▶ [Your task] Nothing but the lines from the one with "Isolate any visible player's ponytail." through the final line of the entries below should be written out, each exactly as given.

Collected data:
=== Begin Enclosure ===

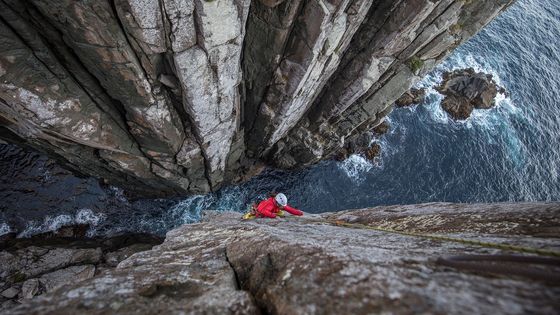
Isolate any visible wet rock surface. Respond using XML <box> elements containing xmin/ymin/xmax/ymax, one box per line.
<box><xmin>372</xmin><ymin>120</ymin><xmax>390</xmax><ymax>135</ymax></box>
<box><xmin>0</xmin><ymin>0</ymin><xmax>516</xmax><ymax>195</ymax></box>
<box><xmin>4</xmin><ymin>202</ymin><xmax>559</xmax><ymax>314</ymax></box>
<box><xmin>436</xmin><ymin>68</ymin><xmax>506</xmax><ymax>120</ymax></box>
<box><xmin>0</xmin><ymin>228</ymin><xmax>162</xmax><ymax>309</ymax></box>
<box><xmin>395</xmin><ymin>88</ymin><xmax>427</xmax><ymax>107</ymax></box>
<box><xmin>334</xmin><ymin>131</ymin><xmax>382</xmax><ymax>162</ymax></box>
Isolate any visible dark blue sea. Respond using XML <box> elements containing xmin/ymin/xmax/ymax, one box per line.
<box><xmin>1</xmin><ymin>0</ymin><xmax>559</xmax><ymax>237</ymax></box>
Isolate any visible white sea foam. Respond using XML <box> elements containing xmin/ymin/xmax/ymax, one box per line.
<box><xmin>168</xmin><ymin>194</ymin><xmax>215</xmax><ymax>225</ymax></box>
<box><xmin>17</xmin><ymin>208</ymin><xmax>106</xmax><ymax>238</ymax></box>
<box><xmin>0</xmin><ymin>222</ymin><xmax>12</xmax><ymax>236</ymax></box>
<box><xmin>339</xmin><ymin>154</ymin><xmax>373</xmax><ymax>181</ymax></box>
<box><xmin>109</xmin><ymin>186</ymin><xmax>129</xmax><ymax>203</ymax></box>
<box><xmin>416</xmin><ymin>53</ymin><xmax>520</xmax><ymax>130</ymax></box>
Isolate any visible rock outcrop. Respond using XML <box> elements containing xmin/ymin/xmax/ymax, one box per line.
<box><xmin>395</xmin><ymin>87</ymin><xmax>426</xmax><ymax>107</ymax></box>
<box><xmin>0</xmin><ymin>230</ymin><xmax>161</xmax><ymax>309</ymax></box>
<box><xmin>4</xmin><ymin>202</ymin><xmax>559</xmax><ymax>314</ymax></box>
<box><xmin>436</xmin><ymin>68</ymin><xmax>506</xmax><ymax>120</ymax></box>
<box><xmin>0</xmin><ymin>0</ymin><xmax>516</xmax><ymax>196</ymax></box>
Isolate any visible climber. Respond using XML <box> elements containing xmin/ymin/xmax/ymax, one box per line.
<box><xmin>243</xmin><ymin>193</ymin><xmax>303</xmax><ymax>219</ymax></box>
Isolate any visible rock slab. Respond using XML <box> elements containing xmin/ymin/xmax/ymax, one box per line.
<box><xmin>5</xmin><ymin>202</ymin><xmax>559</xmax><ymax>314</ymax></box>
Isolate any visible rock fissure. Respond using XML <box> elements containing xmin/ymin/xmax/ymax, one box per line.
<box><xmin>243</xmin><ymin>0</ymin><xmax>307</xmax><ymax>147</ymax></box>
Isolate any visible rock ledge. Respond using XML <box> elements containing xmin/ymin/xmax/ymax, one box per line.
<box><xmin>6</xmin><ymin>202</ymin><xmax>560</xmax><ymax>314</ymax></box>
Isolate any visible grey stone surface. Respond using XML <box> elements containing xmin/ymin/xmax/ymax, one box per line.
<box><xmin>5</xmin><ymin>202</ymin><xmax>560</xmax><ymax>314</ymax></box>
<box><xmin>39</xmin><ymin>265</ymin><xmax>96</xmax><ymax>293</ymax></box>
<box><xmin>0</xmin><ymin>231</ymin><xmax>160</xmax><ymax>307</ymax></box>
<box><xmin>0</xmin><ymin>0</ymin><xmax>517</xmax><ymax>195</ymax></box>
<box><xmin>104</xmin><ymin>244</ymin><xmax>155</xmax><ymax>267</ymax></box>
<box><xmin>19</xmin><ymin>278</ymin><xmax>39</xmax><ymax>299</ymax></box>
<box><xmin>0</xmin><ymin>247</ymin><xmax>102</xmax><ymax>281</ymax></box>
<box><xmin>1</xmin><ymin>287</ymin><xmax>19</xmax><ymax>299</ymax></box>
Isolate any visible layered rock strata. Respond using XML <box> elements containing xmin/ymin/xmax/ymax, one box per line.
<box><xmin>0</xmin><ymin>0</ymin><xmax>516</xmax><ymax>195</ymax></box>
<box><xmin>4</xmin><ymin>202</ymin><xmax>560</xmax><ymax>314</ymax></box>
<box><xmin>0</xmin><ymin>230</ymin><xmax>162</xmax><ymax>310</ymax></box>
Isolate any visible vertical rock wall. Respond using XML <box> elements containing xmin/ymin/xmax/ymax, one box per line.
<box><xmin>266</xmin><ymin>0</ymin><xmax>515</xmax><ymax>168</ymax></box>
<box><xmin>0</xmin><ymin>0</ymin><xmax>516</xmax><ymax>196</ymax></box>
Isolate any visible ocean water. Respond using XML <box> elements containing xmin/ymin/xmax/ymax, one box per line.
<box><xmin>1</xmin><ymin>0</ymin><xmax>559</xmax><ymax>237</ymax></box>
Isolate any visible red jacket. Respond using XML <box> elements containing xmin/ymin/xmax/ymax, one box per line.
<box><xmin>255</xmin><ymin>197</ymin><xmax>303</xmax><ymax>218</ymax></box>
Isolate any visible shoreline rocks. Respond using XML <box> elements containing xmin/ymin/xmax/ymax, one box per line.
<box><xmin>334</xmin><ymin>132</ymin><xmax>382</xmax><ymax>162</ymax></box>
<box><xmin>395</xmin><ymin>88</ymin><xmax>427</xmax><ymax>107</ymax></box>
<box><xmin>334</xmin><ymin>119</ymin><xmax>390</xmax><ymax>162</ymax></box>
<box><xmin>436</xmin><ymin>68</ymin><xmax>506</xmax><ymax>120</ymax></box>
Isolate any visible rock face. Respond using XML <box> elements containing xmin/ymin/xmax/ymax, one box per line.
<box><xmin>0</xmin><ymin>0</ymin><xmax>516</xmax><ymax>196</ymax></box>
<box><xmin>0</xmin><ymin>230</ymin><xmax>161</xmax><ymax>309</ymax></box>
<box><xmin>4</xmin><ymin>202</ymin><xmax>559</xmax><ymax>314</ymax></box>
<box><xmin>436</xmin><ymin>68</ymin><xmax>506</xmax><ymax>120</ymax></box>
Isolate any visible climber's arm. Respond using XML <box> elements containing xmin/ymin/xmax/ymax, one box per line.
<box><xmin>283</xmin><ymin>205</ymin><xmax>303</xmax><ymax>216</ymax></box>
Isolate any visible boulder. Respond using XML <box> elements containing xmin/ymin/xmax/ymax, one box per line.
<box><xmin>335</xmin><ymin>129</ymin><xmax>383</xmax><ymax>162</ymax></box>
<box><xmin>0</xmin><ymin>231</ymin><xmax>162</xmax><ymax>307</ymax></box>
<box><xmin>364</xmin><ymin>143</ymin><xmax>381</xmax><ymax>160</ymax></box>
<box><xmin>395</xmin><ymin>88</ymin><xmax>427</xmax><ymax>107</ymax></box>
<box><xmin>16</xmin><ymin>247</ymin><xmax>101</xmax><ymax>279</ymax></box>
<box><xmin>436</xmin><ymin>68</ymin><xmax>506</xmax><ymax>120</ymax></box>
<box><xmin>372</xmin><ymin>120</ymin><xmax>390</xmax><ymax>135</ymax></box>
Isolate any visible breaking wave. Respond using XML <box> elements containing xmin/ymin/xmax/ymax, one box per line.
<box><xmin>16</xmin><ymin>209</ymin><xmax>106</xmax><ymax>238</ymax></box>
<box><xmin>339</xmin><ymin>155</ymin><xmax>374</xmax><ymax>182</ymax></box>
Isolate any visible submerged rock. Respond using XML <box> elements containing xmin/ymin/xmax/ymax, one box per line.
<box><xmin>5</xmin><ymin>202</ymin><xmax>559</xmax><ymax>314</ymax></box>
<box><xmin>436</xmin><ymin>68</ymin><xmax>506</xmax><ymax>120</ymax></box>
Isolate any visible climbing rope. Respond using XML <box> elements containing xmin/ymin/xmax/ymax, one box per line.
<box><xmin>311</xmin><ymin>219</ymin><xmax>560</xmax><ymax>258</ymax></box>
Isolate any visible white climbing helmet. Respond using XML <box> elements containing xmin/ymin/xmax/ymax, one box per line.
<box><xmin>275</xmin><ymin>193</ymin><xmax>288</xmax><ymax>207</ymax></box>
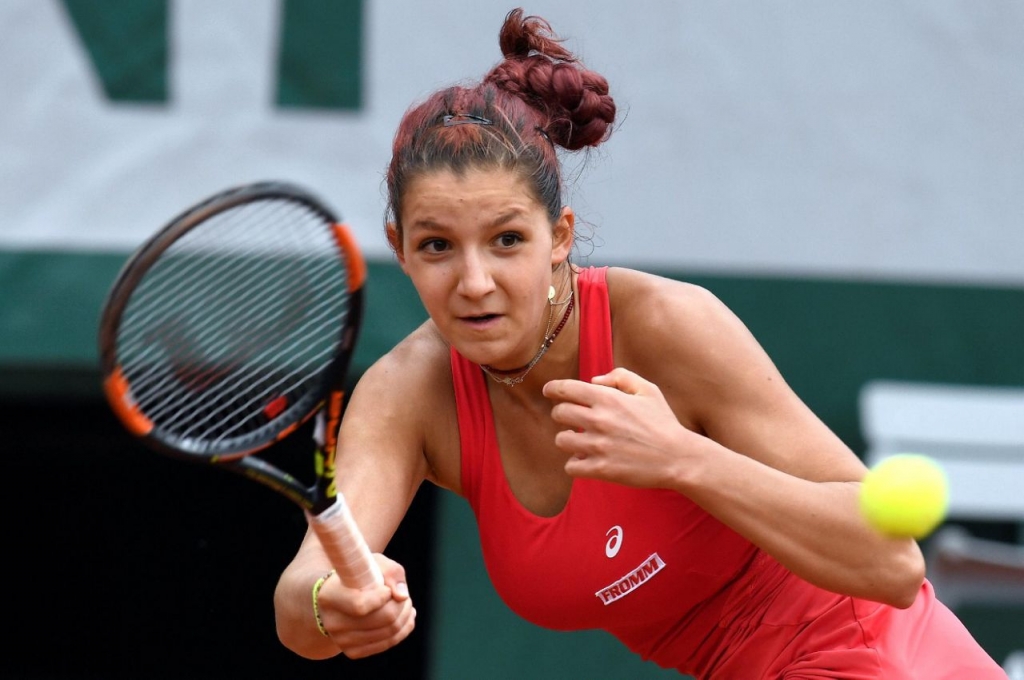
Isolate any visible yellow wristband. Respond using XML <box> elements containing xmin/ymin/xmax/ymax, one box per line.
<box><xmin>311</xmin><ymin>569</ymin><xmax>336</xmax><ymax>637</ymax></box>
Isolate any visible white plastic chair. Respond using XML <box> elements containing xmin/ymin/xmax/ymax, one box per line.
<box><xmin>859</xmin><ymin>380</ymin><xmax>1024</xmax><ymax>671</ymax></box>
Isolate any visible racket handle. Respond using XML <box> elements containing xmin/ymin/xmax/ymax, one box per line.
<box><xmin>307</xmin><ymin>495</ymin><xmax>385</xmax><ymax>589</ymax></box>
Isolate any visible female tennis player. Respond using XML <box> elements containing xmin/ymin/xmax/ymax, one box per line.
<box><xmin>273</xmin><ymin>8</ymin><xmax>1005</xmax><ymax>677</ymax></box>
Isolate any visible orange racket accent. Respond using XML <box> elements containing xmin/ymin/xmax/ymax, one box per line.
<box><xmin>275</xmin><ymin>420</ymin><xmax>301</xmax><ymax>442</ymax></box>
<box><xmin>323</xmin><ymin>391</ymin><xmax>345</xmax><ymax>462</ymax></box>
<box><xmin>332</xmin><ymin>223</ymin><xmax>366</xmax><ymax>292</ymax></box>
<box><xmin>104</xmin><ymin>367</ymin><xmax>154</xmax><ymax>436</ymax></box>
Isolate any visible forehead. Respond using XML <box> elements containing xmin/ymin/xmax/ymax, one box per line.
<box><xmin>402</xmin><ymin>167</ymin><xmax>542</xmax><ymax>217</ymax></box>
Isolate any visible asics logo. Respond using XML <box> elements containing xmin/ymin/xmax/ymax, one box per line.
<box><xmin>605</xmin><ymin>525</ymin><xmax>623</xmax><ymax>558</ymax></box>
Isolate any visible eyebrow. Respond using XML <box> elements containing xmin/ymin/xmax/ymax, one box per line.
<box><xmin>407</xmin><ymin>208</ymin><xmax>527</xmax><ymax>233</ymax></box>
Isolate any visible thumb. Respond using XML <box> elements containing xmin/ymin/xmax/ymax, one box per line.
<box><xmin>377</xmin><ymin>555</ymin><xmax>411</xmax><ymax>601</ymax></box>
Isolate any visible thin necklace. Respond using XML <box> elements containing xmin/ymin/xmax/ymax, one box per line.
<box><xmin>481</xmin><ymin>292</ymin><xmax>575</xmax><ymax>387</ymax></box>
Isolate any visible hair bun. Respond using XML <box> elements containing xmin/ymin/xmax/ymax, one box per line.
<box><xmin>487</xmin><ymin>9</ymin><xmax>616</xmax><ymax>150</ymax></box>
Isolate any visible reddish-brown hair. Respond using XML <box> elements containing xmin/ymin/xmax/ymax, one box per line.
<box><xmin>385</xmin><ymin>8</ymin><xmax>616</xmax><ymax>247</ymax></box>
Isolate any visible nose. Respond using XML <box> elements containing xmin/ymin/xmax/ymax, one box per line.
<box><xmin>456</xmin><ymin>250</ymin><xmax>496</xmax><ymax>300</ymax></box>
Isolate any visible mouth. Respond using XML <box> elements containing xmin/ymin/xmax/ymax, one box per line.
<box><xmin>460</xmin><ymin>313</ymin><xmax>501</xmax><ymax>328</ymax></box>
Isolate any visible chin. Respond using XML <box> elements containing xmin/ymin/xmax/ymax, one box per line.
<box><xmin>456</xmin><ymin>343</ymin><xmax>518</xmax><ymax>369</ymax></box>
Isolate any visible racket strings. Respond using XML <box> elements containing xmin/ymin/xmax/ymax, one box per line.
<box><xmin>116</xmin><ymin>199</ymin><xmax>351</xmax><ymax>448</ymax></box>
<box><xmin>122</xmin><ymin>201</ymin><xmax>305</xmax><ymax>357</ymax></box>
<box><xmin>120</xmin><ymin>202</ymin><xmax>301</xmax><ymax>383</ymax></box>
<box><xmin>156</xmin><ymin>289</ymin><xmax>345</xmax><ymax>441</ymax></box>
<box><xmin>130</xmin><ymin>231</ymin><xmax>347</xmax><ymax>439</ymax></box>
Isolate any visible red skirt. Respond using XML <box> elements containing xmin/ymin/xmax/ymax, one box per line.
<box><xmin>700</xmin><ymin>558</ymin><xmax>1005</xmax><ymax>679</ymax></box>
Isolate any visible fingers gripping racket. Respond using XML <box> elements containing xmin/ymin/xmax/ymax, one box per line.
<box><xmin>99</xmin><ymin>181</ymin><xmax>384</xmax><ymax>589</ymax></box>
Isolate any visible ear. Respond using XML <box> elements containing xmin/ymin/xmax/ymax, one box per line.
<box><xmin>386</xmin><ymin>222</ymin><xmax>408</xmax><ymax>270</ymax></box>
<box><xmin>551</xmin><ymin>206</ymin><xmax>575</xmax><ymax>266</ymax></box>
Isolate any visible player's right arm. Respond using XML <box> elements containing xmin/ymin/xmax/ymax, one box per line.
<box><xmin>274</xmin><ymin>322</ymin><xmax>452</xmax><ymax>659</ymax></box>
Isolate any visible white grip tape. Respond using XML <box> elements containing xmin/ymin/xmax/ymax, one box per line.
<box><xmin>308</xmin><ymin>495</ymin><xmax>384</xmax><ymax>589</ymax></box>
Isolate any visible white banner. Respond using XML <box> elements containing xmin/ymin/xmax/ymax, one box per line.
<box><xmin>1</xmin><ymin>0</ymin><xmax>1022</xmax><ymax>285</ymax></box>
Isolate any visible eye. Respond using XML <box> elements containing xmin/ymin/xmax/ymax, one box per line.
<box><xmin>496</xmin><ymin>232</ymin><xmax>523</xmax><ymax>248</ymax></box>
<box><xmin>417</xmin><ymin>238</ymin><xmax>449</xmax><ymax>254</ymax></box>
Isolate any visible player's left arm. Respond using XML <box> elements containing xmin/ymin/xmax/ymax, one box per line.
<box><xmin>546</xmin><ymin>268</ymin><xmax>925</xmax><ymax>607</ymax></box>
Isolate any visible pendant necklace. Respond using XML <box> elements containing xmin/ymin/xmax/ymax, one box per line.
<box><xmin>481</xmin><ymin>288</ymin><xmax>574</xmax><ymax>387</ymax></box>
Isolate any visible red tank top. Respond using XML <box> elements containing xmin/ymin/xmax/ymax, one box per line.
<box><xmin>450</xmin><ymin>267</ymin><xmax>1004</xmax><ymax>678</ymax></box>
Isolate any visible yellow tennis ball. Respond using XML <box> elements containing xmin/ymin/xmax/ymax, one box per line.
<box><xmin>859</xmin><ymin>454</ymin><xmax>949</xmax><ymax>539</ymax></box>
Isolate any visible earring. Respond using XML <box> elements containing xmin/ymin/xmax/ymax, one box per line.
<box><xmin>548</xmin><ymin>285</ymin><xmax>556</xmax><ymax>302</ymax></box>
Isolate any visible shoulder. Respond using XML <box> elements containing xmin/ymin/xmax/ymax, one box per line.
<box><xmin>345</xmin><ymin>320</ymin><xmax>461</xmax><ymax>489</ymax></box>
<box><xmin>604</xmin><ymin>266</ymin><xmax>740</xmax><ymax>346</ymax></box>
<box><xmin>362</xmin><ymin>319</ymin><xmax>451</xmax><ymax>389</ymax></box>
<box><xmin>353</xmin><ymin>319</ymin><xmax>454</xmax><ymax>427</ymax></box>
<box><xmin>604</xmin><ymin>266</ymin><xmax>714</xmax><ymax>303</ymax></box>
<box><xmin>603</xmin><ymin>266</ymin><xmax>769</xmax><ymax>400</ymax></box>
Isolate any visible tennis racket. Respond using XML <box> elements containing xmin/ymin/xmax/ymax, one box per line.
<box><xmin>98</xmin><ymin>180</ymin><xmax>383</xmax><ymax>589</ymax></box>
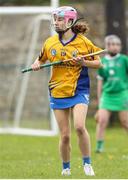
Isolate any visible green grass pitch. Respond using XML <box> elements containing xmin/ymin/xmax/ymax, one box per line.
<box><xmin>0</xmin><ymin>119</ymin><xmax>128</xmax><ymax>179</ymax></box>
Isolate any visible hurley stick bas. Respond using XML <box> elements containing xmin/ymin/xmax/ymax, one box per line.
<box><xmin>21</xmin><ymin>49</ymin><xmax>107</xmax><ymax>73</ymax></box>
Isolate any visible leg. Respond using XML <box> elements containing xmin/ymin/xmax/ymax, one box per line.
<box><xmin>73</xmin><ymin>104</ymin><xmax>95</xmax><ymax>176</ymax></box>
<box><xmin>96</xmin><ymin>109</ymin><xmax>111</xmax><ymax>152</ymax></box>
<box><xmin>73</xmin><ymin>104</ymin><xmax>90</xmax><ymax>157</ymax></box>
<box><xmin>53</xmin><ymin>109</ymin><xmax>71</xmax><ymax>165</ymax></box>
<box><xmin>96</xmin><ymin>109</ymin><xmax>111</xmax><ymax>140</ymax></box>
<box><xmin>118</xmin><ymin>111</ymin><xmax>128</xmax><ymax>132</ymax></box>
<box><xmin>94</xmin><ymin>110</ymin><xmax>99</xmax><ymax>123</ymax></box>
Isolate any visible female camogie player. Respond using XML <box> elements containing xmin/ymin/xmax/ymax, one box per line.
<box><xmin>31</xmin><ymin>6</ymin><xmax>102</xmax><ymax>176</ymax></box>
<box><xmin>96</xmin><ymin>35</ymin><xmax>128</xmax><ymax>153</ymax></box>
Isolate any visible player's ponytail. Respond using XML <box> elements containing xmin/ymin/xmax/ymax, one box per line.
<box><xmin>72</xmin><ymin>21</ymin><xmax>89</xmax><ymax>34</ymax></box>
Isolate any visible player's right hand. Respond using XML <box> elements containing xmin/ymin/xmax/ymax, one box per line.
<box><xmin>31</xmin><ymin>59</ymin><xmax>41</xmax><ymax>71</ymax></box>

=== End Enclosure ===

▶ [Your response]
Isolate any visible player's ponytail. Respond using XML <box> elements containing xmin/ymin/xmax/ymax, one box per line.
<box><xmin>72</xmin><ymin>21</ymin><xmax>89</xmax><ymax>34</ymax></box>
Isolate any visible player's right hand. Respond using XML <box> elements containing xmin/ymin/xmax/ymax, one box per line.
<box><xmin>31</xmin><ymin>59</ymin><xmax>41</xmax><ymax>71</ymax></box>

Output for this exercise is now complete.